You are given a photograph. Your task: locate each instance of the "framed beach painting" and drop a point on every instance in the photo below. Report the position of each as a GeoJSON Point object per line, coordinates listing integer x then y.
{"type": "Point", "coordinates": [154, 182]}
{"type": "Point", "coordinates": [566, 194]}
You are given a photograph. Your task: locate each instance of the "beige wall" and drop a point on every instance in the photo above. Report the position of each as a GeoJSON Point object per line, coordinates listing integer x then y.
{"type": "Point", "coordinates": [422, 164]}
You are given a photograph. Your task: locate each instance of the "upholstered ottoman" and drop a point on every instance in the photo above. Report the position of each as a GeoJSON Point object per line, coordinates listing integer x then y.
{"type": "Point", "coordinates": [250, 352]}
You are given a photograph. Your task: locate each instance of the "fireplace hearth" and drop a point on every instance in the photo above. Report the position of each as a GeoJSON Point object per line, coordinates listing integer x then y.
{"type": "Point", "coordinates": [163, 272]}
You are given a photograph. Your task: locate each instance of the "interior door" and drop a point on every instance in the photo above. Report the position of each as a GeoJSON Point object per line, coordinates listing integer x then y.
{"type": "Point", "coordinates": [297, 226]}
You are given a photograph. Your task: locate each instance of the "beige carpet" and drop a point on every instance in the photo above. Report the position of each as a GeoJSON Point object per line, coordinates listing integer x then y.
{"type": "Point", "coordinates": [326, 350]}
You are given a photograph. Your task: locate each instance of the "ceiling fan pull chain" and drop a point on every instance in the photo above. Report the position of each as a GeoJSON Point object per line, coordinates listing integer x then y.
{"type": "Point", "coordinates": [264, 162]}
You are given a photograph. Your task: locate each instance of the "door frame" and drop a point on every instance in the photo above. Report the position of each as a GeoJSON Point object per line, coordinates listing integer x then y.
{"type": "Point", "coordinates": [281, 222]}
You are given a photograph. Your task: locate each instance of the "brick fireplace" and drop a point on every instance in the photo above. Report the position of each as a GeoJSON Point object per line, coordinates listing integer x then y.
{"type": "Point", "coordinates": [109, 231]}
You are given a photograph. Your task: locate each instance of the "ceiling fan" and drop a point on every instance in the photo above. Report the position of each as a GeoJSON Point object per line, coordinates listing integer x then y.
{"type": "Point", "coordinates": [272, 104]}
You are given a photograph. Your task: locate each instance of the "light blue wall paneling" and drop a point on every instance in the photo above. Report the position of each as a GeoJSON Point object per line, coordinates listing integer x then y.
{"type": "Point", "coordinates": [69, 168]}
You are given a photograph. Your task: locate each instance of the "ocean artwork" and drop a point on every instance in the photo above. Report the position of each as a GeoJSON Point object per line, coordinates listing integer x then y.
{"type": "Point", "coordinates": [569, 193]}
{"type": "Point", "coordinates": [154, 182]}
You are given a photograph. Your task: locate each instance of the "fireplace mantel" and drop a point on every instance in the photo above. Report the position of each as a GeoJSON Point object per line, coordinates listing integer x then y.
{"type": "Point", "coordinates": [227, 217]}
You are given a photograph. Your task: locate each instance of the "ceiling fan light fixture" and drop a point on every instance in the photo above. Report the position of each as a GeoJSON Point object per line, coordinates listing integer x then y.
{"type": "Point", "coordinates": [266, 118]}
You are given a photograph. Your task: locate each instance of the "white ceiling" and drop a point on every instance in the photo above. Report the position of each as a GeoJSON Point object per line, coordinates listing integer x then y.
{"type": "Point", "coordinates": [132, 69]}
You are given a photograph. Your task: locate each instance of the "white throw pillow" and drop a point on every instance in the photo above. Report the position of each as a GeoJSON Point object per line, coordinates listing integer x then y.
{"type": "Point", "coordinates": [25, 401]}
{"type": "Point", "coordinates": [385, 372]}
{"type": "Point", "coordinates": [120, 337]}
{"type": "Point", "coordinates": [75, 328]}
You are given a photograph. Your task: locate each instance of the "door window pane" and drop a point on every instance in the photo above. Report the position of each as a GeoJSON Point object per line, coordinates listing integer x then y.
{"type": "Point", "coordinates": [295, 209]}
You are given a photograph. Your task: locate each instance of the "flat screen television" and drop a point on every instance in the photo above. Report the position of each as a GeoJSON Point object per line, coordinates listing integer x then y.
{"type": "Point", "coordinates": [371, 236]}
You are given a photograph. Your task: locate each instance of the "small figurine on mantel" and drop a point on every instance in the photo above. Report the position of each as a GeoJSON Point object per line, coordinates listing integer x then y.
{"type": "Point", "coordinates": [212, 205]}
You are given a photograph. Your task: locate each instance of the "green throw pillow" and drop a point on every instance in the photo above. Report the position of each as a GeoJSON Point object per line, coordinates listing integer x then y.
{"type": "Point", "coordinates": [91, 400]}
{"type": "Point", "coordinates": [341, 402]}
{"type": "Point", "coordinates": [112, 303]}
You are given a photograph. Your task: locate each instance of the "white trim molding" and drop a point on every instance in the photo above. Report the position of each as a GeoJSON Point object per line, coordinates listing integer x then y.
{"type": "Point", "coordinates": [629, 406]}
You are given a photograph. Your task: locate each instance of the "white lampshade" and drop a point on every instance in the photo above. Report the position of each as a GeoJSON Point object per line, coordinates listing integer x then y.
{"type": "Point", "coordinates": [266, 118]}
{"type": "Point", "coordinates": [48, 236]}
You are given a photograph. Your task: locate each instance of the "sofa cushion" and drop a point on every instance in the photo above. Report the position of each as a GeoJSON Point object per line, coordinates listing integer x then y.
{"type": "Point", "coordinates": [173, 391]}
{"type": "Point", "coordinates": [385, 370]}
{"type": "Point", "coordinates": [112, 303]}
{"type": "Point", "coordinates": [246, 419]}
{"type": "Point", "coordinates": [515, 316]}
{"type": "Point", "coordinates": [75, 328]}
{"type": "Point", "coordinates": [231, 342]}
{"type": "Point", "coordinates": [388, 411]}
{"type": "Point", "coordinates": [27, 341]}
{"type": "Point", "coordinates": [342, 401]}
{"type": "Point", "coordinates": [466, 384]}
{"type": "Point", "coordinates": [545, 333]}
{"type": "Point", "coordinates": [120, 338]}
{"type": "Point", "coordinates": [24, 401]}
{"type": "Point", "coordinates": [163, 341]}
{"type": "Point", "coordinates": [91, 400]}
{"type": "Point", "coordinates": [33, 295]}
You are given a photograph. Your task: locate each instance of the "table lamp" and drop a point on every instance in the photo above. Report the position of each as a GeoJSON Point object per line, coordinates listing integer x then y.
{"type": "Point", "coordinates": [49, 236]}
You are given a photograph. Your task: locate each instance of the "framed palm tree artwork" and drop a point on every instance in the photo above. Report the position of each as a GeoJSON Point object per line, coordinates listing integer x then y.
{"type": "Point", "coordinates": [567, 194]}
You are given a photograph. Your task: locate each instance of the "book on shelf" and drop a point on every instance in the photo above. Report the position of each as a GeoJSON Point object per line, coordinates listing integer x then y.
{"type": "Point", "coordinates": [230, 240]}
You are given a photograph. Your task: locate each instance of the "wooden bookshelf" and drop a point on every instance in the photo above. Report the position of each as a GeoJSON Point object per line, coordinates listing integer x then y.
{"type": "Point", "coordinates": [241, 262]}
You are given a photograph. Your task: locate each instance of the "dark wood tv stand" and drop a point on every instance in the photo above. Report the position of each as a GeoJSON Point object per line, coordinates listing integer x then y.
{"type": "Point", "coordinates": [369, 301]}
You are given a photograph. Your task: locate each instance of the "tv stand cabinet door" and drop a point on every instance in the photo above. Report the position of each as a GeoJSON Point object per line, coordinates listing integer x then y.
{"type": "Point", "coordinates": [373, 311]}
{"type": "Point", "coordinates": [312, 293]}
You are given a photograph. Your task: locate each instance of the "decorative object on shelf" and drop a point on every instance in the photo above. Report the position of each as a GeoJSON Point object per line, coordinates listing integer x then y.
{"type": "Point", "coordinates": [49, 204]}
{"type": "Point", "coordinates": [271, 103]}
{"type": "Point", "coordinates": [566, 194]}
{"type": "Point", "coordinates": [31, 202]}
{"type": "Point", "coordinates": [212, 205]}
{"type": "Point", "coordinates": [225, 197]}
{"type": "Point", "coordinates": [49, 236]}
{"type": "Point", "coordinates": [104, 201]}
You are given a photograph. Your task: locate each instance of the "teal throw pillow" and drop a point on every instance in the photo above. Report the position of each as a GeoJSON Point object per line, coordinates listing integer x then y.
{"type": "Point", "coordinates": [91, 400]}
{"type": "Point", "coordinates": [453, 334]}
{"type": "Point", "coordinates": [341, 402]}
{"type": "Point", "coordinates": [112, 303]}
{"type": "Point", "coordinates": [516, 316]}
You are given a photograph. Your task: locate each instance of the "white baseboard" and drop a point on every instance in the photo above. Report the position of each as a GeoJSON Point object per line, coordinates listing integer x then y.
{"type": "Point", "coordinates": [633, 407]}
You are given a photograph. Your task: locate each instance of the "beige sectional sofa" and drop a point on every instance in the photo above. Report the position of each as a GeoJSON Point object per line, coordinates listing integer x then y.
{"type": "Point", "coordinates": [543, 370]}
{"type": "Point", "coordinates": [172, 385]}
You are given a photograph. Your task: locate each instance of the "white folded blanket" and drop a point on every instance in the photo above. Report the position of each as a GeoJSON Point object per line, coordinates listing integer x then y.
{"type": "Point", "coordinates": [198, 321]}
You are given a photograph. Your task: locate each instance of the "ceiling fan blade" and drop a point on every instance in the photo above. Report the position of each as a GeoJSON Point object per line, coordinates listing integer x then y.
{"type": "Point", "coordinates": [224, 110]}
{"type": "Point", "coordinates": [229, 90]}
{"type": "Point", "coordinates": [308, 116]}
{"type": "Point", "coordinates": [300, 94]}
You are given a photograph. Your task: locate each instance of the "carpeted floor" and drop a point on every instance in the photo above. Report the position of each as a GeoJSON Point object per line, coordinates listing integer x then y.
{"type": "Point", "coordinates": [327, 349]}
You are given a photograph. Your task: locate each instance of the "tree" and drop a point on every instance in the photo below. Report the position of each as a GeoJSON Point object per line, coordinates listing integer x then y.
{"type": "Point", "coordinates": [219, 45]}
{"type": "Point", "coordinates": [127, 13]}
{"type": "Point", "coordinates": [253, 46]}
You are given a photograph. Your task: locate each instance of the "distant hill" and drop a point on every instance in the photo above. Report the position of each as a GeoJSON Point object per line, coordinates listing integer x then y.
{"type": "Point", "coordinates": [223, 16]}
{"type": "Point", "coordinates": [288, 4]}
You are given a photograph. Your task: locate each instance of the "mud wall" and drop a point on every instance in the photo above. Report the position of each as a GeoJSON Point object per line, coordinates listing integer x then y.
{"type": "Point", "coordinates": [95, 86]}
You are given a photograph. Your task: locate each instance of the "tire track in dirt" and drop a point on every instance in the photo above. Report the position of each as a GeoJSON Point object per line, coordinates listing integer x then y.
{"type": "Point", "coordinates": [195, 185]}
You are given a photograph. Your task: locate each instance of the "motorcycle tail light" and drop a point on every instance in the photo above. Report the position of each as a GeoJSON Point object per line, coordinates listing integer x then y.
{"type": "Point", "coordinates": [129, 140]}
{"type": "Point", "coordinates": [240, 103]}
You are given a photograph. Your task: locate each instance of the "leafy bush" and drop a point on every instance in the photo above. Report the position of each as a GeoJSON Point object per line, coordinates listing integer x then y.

Description of the task. Which rows above contain the string "tree", counting a match only when the case is identical? Pick out each such row and copy it in full.

Answer to the task.
You are given a photograph. Your task: locate each instance of the "framed palm tree artwork" and drop a point on every instance in the photo above. Report the position of each as a GeoJSON Point object per line, coordinates listing integer x then y.
You are given a photograph. Your task: locate each instance of the "tree" and drop a point on every instance in the photo below. Report the position of each as a GeoJSON Point object per line, coordinates listing integer x then y.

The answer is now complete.